---------- Records for the task ----------
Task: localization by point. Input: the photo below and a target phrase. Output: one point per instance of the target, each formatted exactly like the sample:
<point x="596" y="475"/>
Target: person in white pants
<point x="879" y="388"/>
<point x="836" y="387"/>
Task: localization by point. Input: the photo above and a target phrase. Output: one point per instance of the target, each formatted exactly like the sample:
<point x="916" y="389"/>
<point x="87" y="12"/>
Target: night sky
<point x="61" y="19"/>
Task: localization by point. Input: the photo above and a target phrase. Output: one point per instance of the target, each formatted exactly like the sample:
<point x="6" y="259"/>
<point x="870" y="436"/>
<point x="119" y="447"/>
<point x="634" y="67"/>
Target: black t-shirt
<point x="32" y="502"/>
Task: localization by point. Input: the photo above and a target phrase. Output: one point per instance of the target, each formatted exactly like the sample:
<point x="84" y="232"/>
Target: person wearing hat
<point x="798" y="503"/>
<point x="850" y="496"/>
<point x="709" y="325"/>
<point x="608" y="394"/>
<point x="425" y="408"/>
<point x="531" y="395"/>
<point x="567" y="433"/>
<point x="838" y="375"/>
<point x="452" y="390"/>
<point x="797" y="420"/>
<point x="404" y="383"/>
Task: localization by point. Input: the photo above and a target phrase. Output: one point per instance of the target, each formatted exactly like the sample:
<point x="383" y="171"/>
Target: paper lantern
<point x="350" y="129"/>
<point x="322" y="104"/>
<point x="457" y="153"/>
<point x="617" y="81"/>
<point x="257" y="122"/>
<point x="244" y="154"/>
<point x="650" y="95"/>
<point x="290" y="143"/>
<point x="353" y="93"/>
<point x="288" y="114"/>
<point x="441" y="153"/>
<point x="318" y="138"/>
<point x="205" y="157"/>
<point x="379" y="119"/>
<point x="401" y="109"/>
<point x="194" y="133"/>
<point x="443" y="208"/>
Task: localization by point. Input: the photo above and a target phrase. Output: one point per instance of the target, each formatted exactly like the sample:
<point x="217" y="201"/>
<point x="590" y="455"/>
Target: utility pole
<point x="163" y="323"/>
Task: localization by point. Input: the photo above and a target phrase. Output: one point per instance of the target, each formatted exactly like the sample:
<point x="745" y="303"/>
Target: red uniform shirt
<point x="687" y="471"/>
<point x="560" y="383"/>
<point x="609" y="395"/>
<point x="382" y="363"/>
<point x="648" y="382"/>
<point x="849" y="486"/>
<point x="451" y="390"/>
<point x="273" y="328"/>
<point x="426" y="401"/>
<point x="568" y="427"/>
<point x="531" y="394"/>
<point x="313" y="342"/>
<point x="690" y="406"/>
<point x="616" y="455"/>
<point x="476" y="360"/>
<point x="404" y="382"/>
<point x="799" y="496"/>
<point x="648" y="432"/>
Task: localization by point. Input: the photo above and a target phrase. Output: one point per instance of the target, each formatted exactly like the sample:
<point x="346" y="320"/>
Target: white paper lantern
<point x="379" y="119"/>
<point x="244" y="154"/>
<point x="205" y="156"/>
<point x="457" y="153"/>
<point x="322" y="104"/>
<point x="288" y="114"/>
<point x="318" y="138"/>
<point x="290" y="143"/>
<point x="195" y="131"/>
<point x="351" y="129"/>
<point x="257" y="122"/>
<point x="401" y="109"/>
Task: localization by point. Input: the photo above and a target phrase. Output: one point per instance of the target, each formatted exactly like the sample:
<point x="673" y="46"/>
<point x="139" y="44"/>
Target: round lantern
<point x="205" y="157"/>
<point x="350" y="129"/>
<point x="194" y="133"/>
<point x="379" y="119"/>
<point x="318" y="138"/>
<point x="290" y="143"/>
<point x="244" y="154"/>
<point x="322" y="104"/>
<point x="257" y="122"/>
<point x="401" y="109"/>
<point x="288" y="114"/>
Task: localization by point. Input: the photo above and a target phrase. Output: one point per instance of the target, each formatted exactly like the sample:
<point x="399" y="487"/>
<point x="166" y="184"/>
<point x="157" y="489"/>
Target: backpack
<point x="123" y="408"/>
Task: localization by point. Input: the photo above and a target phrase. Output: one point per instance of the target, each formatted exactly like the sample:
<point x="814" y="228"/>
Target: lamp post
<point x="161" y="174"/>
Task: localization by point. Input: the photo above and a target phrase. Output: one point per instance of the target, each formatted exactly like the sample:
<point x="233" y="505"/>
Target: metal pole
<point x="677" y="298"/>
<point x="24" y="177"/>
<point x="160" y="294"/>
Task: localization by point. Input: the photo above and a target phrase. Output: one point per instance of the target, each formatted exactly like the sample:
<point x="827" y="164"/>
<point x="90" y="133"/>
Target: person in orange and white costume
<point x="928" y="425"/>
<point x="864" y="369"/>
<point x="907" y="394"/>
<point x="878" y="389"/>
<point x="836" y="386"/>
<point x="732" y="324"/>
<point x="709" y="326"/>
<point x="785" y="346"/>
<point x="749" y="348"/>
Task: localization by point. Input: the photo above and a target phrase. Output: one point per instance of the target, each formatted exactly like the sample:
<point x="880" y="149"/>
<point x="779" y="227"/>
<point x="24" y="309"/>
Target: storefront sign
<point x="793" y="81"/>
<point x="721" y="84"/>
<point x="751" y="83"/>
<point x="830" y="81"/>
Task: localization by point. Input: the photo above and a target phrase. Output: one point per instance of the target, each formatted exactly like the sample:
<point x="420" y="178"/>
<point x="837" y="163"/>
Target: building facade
----------
Stated problem =>
Exact output of every entry is required.

Completed task =>
Task: localization by point. Input: the photo below and a target phrase. Output: one point per instance of the target, each formatted exactly like the sample:
<point x="596" y="475"/>
Target: person in white pants
<point x="879" y="388"/>
<point x="836" y="387"/>
Task: localization by point. Input: the photo above and a target phrase. Output: one point per instance of the target, each formatted exactly like the sample:
<point x="916" y="389"/>
<point x="87" y="12"/>
Target: night sky
<point x="61" y="19"/>
Task: localization by point. Input: the photo above and a target phrase. Output: one point per instance of the target, each formatted exactly like the sample:
<point x="6" y="259"/>
<point x="870" y="436"/>
<point x="119" y="447"/>
<point x="634" y="67"/>
Target: black t-shirt
<point x="32" y="502"/>
Task: localization by point. Input: the photo above and a target phrase. Output: one point per instance of the target, each formatted exactly like the sample:
<point x="84" y="232"/>
Target: person wearing hat
<point x="798" y="503"/>
<point x="850" y="496"/>
<point x="709" y="325"/>
<point x="608" y="394"/>
<point x="425" y="408"/>
<point x="531" y="395"/>
<point x="567" y="433"/>
<point x="838" y="375"/>
<point x="452" y="390"/>
<point x="797" y="420"/>
<point x="404" y="383"/>
Task: localization by point. Input: the photo above and a target phrase. Output: one point per instance of the target, each formatted exactly like the sample:
<point x="383" y="171"/>
Target: paper lantern
<point x="350" y="129"/>
<point x="322" y="104"/>
<point x="457" y="153"/>
<point x="617" y="81"/>
<point x="257" y="122"/>
<point x="244" y="154"/>
<point x="650" y="95"/>
<point x="290" y="143"/>
<point x="353" y="93"/>
<point x="288" y="114"/>
<point x="441" y="153"/>
<point x="318" y="138"/>
<point x="205" y="157"/>
<point x="379" y="119"/>
<point x="401" y="109"/>
<point x="194" y="133"/>
<point x="443" y="208"/>
Task: localization by point. Input: the photo above and a target phrase. Output: one point per instance of the target, each formatted exactly like the sample:
<point x="217" y="201"/>
<point x="590" y="455"/>
Target: utility pole
<point x="163" y="323"/>
Task: localization by point. Input: the photo above and a target phrase. Output: one point per instance of the target, each formatted exactly like the sample:
<point x="745" y="303"/>
Target: red uniform shirt
<point x="687" y="471"/>
<point x="560" y="383"/>
<point x="609" y="395"/>
<point x="382" y="363"/>
<point x="648" y="382"/>
<point x="849" y="486"/>
<point x="451" y="390"/>
<point x="273" y="328"/>
<point x="426" y="401"/>
<point x="568" y="427"/>
<point x="531" y="394"/>
<point x="313" y="342"/>
<point x="690" y="406"/>
<point x="616" y="455"/>
<point x="476" y="360"/>
<point x="404" y="382"/>
<point x="799" y="496"/>
<point x="648" y="432"/>
Task: localization by point. Input: the photo above and a target phrase. Output: one point per instance of the target, each formatted exactly like the sample:
<point x="346" y="320"/>
Target: white paper lantern
<point x="379" y="119"/>
<point x="244" y="154"/>
<point x="205" y="156"/>
<point x="457" y="153"/>
<point x="322" y="104"/>
<point x="288" y="114"/>
<point x="318" y="138"/>
<point x="290" y="143"/>
<point x="195" y="131"/>
<point x="351" y="129"/>
<point x="257" y="122"/>
<point x="401" y="109"/>
Task: localization by point. Input: the photo above and a target phrase. Output: one point per instance of the target, each formatted exactly like the sample:
<point x="673" y="46"/>
<point x="139" y="44"/>
Target: round lantern
<point x="205" y="157"/>
<point x="350" y="129"/>
<point x="194" y="133"/>
<point x="379" y="119"/>
<point x="318" y="138"/>
<point x="290" y="143"/>
<point x="244" y="154"/>
<point x="322" y="104"/>
<point x="257" y="122"/>
<point x="401" y="109"/>
<point x="288" y="114"/>
Task: localization by point. Input: the photo above and a target phrase. Output: one point per instance of the target, each formatted exactly like the sample:
<point x="399" y="487"/>
<point x="166" y="184"/>
<point x="157" y="489"/>
Target: backpack
<point x="123" y="408"/>
Task: localization by point. Input: the photo above and a target phrase. Output: one point per instance of the target, each formatted exactly like the sample:
<point x="814" y="228"/>
Target: lamp post
<point x="161" y="174"/>
Task: localization by point. Input: the photo above and a target phrase. Output: one point per instance of the target, each formatted exactly like the sample:
<point x="233" y="505"/>
Target: metal pole
<point x="677" y="298"/>
<point x="24" y="177"/>
<point x="160" y="294"/>
Task: localization by point. Input: the photo above and a target phrase. Output: one point per instance of the target, each formatted exactly like the sample:
<point x="827" y="164"/>
<point x="90" y="133"/>
Target: person in orange and white costume
<point x="928" y="425"/>
<point x="864" y="369"/>
<point x="907" y="394"/>
<point x="878" y="389"/>
<point x="836" y="386"/>
<point x="732" y="324"/>
<point x="709" y="326"/>
<point x="785" y="346"/>
<point x="749" y="348"/>
Task: localization by point. Input: the photo above and a target phrase. Output: one point per instance of the target, each formatted exactly like the sample:
<point x="880" y="149"/>
<point x="779" y="227"/>
<point x="24" y="309"/>
Target: storefront sign
<point x="793" y="81"/>
<point x="721" y="84"/>
<point x="751" y="83"/>
<point x="830" y="81"/>
Task: localization by point. Input: the photo above and a target phrase. Output: one point per instance of the target, each formatted exactly like the sample:
<point x="420" y="178"/>
<point x="837" y="163"/>
Target: building facade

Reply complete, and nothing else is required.